-------- Extract --------

The original 1972 footage, featuring Radziwill visiting the Beales, was released in 2017 as That Summer.

== Later life and death ==
After the premiere of Grey Gardens, Beale was approached by nightclub owner James T. Maxcy to star in her own show at his Greenwich Village nightclub, Reno Sweeney, guaranteeing her a minimum pay of $1,500. She opened her six-day cabaret on January 10, 1978, which consisted of her renditions of "Tea for Two" and "As Time Goes By" amongst others, followed by a question and answer session with the audience.

After her mother's death in 1977, Beale had put their Grey Gardens estate on the market for $500,000, before taking it off the market after no one bid higher than $200,000. In 1979, Beale sold the mansion to journalist Sally Quinn and former executive editor of The Washington Post Ben Bradlee for $220,000 on the condition that the home not be demolished.

Beale then moved to the coach home of a friend in Southampton, and then a year later to Manhattan. In both cities, she enjoyed a flourishing social life, though was at times reprimanded by her cousin, Jackie, for being too public with their family's intimate life. She then moved to Ormond Beach, and then Miami, where she would frequent Torpedo, a gay bar on the beach, due to the admiration she received from the patrons. Some nights, the bar would organize screenings of Grey Gardens, after which Beale would give a live performance. Though both Beale and patrons alike enjoyed these performances, Beale discontinued them at the instruction of an unnamed relative. She moved to Montreal after the deaths of Jackie and her brothers due to her fear that there was a conspiracy against her family; she claimed that the Kennedys were responsible. Beale later moved to live with friends in Oakland, California before finally settling in Bal Harbor.

--------

**Exercises:**
**a.** Return everything in the later-life section from "After her mother's" down to "not be demolished.", word for word.
**b.** According to the later-life section, for what price did Beale sell the Grey Gardens mansion in 1979?

-------- Input data --------

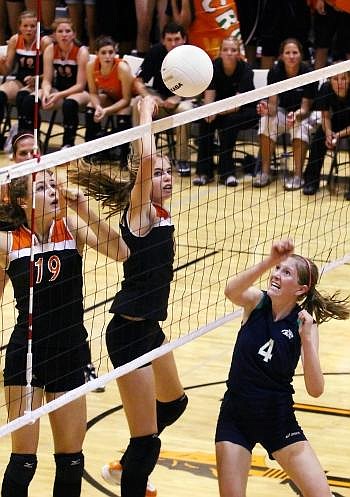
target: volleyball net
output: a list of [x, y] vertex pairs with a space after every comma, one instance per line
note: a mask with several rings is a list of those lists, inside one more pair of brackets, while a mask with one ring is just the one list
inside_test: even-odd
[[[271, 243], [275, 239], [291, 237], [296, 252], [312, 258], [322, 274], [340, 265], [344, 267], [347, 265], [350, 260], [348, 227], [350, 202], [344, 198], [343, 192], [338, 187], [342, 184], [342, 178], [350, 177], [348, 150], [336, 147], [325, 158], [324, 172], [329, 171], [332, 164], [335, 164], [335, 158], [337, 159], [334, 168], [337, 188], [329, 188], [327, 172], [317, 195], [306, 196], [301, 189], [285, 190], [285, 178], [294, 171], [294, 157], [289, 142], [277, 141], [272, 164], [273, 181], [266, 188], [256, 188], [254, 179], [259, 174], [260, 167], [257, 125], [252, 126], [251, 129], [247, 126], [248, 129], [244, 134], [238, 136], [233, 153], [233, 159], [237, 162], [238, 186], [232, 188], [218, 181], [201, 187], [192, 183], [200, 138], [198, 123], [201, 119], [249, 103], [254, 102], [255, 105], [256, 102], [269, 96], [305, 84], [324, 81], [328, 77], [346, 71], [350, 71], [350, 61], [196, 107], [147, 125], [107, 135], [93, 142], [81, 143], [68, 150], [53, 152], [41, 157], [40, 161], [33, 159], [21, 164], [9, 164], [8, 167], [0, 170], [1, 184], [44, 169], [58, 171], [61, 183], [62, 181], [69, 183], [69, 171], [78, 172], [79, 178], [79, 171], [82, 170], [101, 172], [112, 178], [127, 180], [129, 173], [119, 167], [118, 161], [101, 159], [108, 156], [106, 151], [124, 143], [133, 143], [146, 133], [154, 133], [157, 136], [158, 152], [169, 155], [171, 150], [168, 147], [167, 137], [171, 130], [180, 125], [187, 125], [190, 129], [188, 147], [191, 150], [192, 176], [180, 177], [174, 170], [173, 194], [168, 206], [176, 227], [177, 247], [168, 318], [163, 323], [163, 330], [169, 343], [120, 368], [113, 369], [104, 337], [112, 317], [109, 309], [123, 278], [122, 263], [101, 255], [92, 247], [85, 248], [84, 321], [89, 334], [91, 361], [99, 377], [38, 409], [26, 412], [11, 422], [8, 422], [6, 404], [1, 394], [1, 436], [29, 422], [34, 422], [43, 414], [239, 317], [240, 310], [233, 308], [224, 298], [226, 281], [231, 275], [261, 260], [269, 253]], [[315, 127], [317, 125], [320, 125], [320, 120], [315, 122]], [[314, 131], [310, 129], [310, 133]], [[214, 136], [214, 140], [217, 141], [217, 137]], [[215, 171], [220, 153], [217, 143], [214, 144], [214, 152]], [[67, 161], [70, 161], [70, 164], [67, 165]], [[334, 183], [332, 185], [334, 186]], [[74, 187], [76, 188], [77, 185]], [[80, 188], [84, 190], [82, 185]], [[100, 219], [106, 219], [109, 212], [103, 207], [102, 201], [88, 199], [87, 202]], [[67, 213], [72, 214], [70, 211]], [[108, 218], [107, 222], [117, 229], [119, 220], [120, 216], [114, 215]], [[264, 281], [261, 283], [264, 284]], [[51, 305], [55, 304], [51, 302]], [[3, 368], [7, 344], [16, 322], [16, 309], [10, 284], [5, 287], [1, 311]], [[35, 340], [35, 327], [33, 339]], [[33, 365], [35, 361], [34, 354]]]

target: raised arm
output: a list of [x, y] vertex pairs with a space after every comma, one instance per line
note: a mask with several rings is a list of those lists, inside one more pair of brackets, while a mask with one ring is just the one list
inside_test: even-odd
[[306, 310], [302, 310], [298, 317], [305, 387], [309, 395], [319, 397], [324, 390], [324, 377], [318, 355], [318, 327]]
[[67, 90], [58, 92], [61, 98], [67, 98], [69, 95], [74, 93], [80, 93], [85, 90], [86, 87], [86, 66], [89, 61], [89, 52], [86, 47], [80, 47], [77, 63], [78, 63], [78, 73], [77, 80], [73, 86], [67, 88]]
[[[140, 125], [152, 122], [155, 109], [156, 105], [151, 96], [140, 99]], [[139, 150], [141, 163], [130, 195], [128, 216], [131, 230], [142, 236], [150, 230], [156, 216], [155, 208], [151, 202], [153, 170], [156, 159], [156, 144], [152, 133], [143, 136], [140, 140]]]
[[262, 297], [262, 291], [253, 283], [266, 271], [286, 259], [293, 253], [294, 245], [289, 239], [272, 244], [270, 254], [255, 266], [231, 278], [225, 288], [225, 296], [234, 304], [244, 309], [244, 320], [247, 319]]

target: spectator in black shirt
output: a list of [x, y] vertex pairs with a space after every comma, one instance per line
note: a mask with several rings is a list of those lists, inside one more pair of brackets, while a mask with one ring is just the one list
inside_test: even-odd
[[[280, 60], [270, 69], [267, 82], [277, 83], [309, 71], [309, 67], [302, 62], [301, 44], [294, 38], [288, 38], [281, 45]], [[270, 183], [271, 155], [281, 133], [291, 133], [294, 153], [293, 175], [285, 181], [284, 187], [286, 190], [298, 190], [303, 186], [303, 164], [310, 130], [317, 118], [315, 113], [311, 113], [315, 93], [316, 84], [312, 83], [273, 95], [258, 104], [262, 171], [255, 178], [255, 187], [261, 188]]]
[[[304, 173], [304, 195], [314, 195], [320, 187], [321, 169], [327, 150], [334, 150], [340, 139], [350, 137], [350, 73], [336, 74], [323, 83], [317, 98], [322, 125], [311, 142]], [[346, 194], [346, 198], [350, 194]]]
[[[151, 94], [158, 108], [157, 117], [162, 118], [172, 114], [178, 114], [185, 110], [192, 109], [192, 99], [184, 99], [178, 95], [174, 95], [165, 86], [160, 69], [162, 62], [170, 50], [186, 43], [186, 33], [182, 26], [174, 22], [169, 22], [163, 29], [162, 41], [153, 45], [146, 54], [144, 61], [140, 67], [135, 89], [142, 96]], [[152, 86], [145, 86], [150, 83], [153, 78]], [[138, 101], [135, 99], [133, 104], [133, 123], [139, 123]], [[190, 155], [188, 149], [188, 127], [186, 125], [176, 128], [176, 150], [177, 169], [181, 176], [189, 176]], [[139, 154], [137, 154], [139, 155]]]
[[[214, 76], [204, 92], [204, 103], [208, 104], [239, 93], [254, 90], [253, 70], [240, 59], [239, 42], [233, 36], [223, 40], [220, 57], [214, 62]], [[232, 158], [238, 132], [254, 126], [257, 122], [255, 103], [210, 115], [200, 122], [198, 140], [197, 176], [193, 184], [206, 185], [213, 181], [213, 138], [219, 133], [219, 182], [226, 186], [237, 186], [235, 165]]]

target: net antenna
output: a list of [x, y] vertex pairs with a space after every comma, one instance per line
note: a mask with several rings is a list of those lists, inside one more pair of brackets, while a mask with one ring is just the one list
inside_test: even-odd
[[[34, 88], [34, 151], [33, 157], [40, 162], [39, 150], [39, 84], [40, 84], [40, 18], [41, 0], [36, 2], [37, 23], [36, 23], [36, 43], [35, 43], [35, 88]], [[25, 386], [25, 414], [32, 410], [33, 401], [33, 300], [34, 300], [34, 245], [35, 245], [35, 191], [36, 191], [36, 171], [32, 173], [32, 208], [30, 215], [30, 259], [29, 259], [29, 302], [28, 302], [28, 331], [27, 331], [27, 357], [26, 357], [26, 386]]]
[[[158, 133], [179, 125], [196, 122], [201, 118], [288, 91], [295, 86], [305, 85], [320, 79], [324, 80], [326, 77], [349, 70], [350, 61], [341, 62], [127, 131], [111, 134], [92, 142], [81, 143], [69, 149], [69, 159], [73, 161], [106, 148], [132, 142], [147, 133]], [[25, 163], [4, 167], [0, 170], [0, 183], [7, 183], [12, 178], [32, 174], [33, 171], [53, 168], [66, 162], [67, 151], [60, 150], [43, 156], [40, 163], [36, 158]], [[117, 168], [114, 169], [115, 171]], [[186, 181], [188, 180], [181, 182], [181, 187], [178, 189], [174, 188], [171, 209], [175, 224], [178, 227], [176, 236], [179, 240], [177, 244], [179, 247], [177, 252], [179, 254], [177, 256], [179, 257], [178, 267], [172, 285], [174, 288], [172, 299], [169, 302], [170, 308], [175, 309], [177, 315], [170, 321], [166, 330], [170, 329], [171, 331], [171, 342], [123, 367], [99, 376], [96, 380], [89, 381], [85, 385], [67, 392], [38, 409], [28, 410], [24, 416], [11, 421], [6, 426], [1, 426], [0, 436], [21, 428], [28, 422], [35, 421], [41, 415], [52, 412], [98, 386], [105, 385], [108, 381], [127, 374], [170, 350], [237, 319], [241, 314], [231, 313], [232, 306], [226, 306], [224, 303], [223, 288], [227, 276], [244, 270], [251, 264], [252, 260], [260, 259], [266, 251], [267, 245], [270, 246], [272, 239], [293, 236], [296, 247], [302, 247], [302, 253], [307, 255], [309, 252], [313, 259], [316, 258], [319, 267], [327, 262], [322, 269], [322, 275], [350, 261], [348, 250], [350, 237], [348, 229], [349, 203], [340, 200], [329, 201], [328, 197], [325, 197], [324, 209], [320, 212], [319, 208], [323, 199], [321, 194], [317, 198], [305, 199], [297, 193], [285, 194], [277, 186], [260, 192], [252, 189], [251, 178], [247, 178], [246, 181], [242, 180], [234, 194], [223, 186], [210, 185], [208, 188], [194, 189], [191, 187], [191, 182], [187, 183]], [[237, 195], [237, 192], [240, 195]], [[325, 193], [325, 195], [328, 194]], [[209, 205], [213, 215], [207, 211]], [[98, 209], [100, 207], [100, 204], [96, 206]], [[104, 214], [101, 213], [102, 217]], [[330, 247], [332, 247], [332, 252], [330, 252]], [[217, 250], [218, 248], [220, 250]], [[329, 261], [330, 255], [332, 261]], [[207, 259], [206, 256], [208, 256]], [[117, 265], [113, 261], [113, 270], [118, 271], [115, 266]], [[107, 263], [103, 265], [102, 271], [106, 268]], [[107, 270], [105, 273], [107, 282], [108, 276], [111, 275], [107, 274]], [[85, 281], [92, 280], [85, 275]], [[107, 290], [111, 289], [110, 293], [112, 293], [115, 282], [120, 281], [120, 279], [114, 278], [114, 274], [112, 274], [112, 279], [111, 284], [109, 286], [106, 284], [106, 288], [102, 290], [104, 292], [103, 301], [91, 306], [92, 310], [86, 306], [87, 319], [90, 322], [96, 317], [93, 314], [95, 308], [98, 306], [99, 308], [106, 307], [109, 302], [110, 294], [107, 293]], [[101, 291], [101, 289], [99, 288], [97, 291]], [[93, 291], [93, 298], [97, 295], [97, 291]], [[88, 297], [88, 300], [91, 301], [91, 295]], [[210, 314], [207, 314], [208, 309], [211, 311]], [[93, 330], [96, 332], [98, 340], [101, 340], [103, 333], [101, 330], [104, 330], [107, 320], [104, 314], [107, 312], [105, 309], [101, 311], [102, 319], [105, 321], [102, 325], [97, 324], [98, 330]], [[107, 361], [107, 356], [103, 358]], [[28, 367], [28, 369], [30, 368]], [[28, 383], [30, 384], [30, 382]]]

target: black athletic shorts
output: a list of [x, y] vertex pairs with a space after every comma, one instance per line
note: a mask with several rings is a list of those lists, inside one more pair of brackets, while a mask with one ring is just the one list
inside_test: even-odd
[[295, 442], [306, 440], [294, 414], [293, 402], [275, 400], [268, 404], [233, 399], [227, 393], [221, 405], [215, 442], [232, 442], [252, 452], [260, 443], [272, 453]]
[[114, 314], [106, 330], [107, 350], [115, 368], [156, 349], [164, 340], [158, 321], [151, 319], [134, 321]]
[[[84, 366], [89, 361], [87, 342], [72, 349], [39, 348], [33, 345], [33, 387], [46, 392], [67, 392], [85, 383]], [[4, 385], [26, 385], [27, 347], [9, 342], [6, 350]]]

--------

**Responses:**
**a.**
After her mother's death in 1977, Beale had put their Grey Gardens estate on the market for $500,000, before taking it off the market after no one bid higher than $200,000. In 1979, Beale sold the mansion to journalist Sally Quinn and former executive editor of The Washington Post Ben Bradlee for $220,000 on the condition that the home not be demolished.

**b.** $220,000